>> BEGIN Data to use

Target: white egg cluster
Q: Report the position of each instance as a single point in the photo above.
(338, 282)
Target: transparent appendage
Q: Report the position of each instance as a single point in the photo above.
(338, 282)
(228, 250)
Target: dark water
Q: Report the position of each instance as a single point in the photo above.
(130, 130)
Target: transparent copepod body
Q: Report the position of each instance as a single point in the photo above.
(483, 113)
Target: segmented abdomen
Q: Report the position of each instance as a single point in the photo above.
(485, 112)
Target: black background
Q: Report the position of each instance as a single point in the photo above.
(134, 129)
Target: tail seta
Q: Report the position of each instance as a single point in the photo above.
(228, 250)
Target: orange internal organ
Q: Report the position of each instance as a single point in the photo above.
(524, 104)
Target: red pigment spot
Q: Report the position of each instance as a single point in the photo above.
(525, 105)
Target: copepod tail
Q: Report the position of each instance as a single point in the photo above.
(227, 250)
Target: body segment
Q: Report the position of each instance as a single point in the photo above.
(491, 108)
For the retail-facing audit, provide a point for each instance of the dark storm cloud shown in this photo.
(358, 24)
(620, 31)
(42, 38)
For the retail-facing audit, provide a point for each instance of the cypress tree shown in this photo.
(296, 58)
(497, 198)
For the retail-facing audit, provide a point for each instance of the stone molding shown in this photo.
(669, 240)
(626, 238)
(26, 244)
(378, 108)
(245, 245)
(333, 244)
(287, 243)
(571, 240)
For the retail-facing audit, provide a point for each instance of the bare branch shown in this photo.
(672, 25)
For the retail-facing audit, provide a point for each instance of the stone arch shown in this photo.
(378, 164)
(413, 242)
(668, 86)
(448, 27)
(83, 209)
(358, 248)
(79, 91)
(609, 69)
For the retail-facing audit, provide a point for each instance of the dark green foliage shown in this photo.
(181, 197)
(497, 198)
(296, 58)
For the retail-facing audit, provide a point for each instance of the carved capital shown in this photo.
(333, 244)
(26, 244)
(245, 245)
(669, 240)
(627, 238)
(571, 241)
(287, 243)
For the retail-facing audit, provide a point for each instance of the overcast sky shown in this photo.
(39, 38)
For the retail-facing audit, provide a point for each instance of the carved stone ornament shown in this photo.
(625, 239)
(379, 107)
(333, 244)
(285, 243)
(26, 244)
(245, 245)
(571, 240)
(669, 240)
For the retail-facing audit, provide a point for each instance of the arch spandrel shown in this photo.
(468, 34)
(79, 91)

>> END Data to use

● **Goal**
Reproduce all of the data above, line for line, with no changes.

● **Answer to this exercise**
Target: white egg cluster
Q: Report the position of each instance as a single point in the photo above.
(338, 282)
Target: transparent appendage
Q: Report the position of each instance as a single point in the photo above.
(338, 282)
(228, 250)
Target: dark water
Q: Report the position of each instance as a single point in the photo above.
(130, 130)
Target: transparent copepod body
Q: Report the position of each instance as a single point in the photo above.
(483, 113)
Target: segmented abdomen
Q: Report the position of each instance as a single point in the photo above.
(485, 112)
Target: black background
Q: Report the position of each instance as a single point in the photo above.
(134, 129)
Target: tail seta
Q: Report the position of each instance as a single point in the photo above.
(228, 250)
Target: orange internal organ
Q: Report the position of each instance as a single point in the photo above.
(524, 104)
Target: red pigment spot
Q: Report the position of each instance as a single point in the photo above.
(525, 105)
Target: copepod tail
Q: Report the position of each instance as a single point in the photo above.
(227, 250)
Target: body segment
Q: Report the position of each instance as a single point in the photo above.
(491, 108)
For the retail-facing audit, provide a point for each instance of the dark storm cloud shown in this photo.
(358, 24)
(620, 31)
(42, 38)
For the retail-facing audit, provide a point for each instance of the cypress tree shown in this photo.
(296, 58)
(497, 198)
For the retail-facing audit, provide a point for each instance of the stone molding shown in this photo.
(669, 240)
(626, 238)
(26, 244)
(378, 108)
(245, 245)
(333, 244)
(287, 243)
(571, 240)
For the retail-facing audit, provide a point for each instance of the bare branch shown in this photo.
(672, 25)
For the retail-facing audit, provide a point for each instance of the stone arch shown in this photo.
(378, 164)
(413, 242)
(668, 86)
(448, 27)
(83, 209)
(358, 248)
(79, 91)
(609, 69)
For the retail-facing audit, provide a point for each instance of the dark green foliage shown in this photo.
(181, 197)
(497, 198)
(296, 58)
For the retail-facing audit, provide a point for each instance of the carved capital shown in this photo.
(333, 244)
(26, 244)
(245, 245)
(669, 240)
(627, 238)
(571, 241)
(287, 243)
For the retail-facing audit, provide a point for each instance of the overcast sky shown in this photo.
(39, 38)
For the retail-facing audit, provide a point for each instance of the carved stone ornament shown in this photo.
(625, 239)
(379, 107)
(333, 244)
(285, 243)
(26, 244)
(245, 245)
(571, 240)
(669, 240)
For the retail-facing audit, provide a point for each instance of the arch spandrel shown in this photo.
(468, 34)
(79, 91)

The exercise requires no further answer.